EXERCISE DIRECTIONS
List each line in the records below that contains the word "every", copying those lines in full.

BEGIN DATA SHOWN

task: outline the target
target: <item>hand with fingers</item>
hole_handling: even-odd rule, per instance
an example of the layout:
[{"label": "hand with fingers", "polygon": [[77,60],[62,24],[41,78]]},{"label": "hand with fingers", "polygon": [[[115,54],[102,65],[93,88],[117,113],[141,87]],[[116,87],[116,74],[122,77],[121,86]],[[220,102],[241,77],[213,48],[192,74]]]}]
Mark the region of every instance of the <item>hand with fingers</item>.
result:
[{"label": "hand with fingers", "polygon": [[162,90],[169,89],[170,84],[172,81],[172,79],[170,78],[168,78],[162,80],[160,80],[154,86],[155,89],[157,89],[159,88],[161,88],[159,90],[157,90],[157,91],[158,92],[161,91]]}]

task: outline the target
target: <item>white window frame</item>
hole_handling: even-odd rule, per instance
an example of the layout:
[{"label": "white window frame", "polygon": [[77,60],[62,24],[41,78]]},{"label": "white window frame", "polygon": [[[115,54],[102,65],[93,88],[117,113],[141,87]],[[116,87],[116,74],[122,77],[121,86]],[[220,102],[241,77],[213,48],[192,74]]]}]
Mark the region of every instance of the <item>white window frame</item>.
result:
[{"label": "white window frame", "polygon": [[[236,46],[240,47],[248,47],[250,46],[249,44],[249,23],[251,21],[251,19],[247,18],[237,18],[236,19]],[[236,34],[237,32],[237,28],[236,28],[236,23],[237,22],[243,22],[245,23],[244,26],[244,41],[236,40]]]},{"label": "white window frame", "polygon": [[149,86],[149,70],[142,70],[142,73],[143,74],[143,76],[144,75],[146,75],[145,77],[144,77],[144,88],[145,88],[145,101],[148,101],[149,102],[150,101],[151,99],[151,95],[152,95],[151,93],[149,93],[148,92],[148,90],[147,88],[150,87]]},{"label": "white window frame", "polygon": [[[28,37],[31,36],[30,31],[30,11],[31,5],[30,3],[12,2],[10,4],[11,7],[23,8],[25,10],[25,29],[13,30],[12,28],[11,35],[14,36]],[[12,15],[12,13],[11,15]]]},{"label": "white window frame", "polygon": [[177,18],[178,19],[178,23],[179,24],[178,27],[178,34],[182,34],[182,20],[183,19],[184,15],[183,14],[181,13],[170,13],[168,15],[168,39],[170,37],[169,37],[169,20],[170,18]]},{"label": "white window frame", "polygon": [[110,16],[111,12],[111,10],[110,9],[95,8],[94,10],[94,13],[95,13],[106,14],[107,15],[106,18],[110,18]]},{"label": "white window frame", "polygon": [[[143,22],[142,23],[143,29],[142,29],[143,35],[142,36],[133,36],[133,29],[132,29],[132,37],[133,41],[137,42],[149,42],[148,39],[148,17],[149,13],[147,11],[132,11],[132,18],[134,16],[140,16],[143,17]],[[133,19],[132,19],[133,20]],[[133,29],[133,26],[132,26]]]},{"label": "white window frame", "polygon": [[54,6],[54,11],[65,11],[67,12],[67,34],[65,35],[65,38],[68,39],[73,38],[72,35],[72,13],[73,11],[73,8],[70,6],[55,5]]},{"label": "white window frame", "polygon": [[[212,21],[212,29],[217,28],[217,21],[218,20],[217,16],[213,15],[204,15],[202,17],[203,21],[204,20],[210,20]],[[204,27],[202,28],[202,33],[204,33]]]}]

END DATA SHOWN

EXERCISE OUTPUT
Mark the region of every instance of the <item>hand with fingers</item>.
Mark the region of every instance of the <item>white window frame</item>.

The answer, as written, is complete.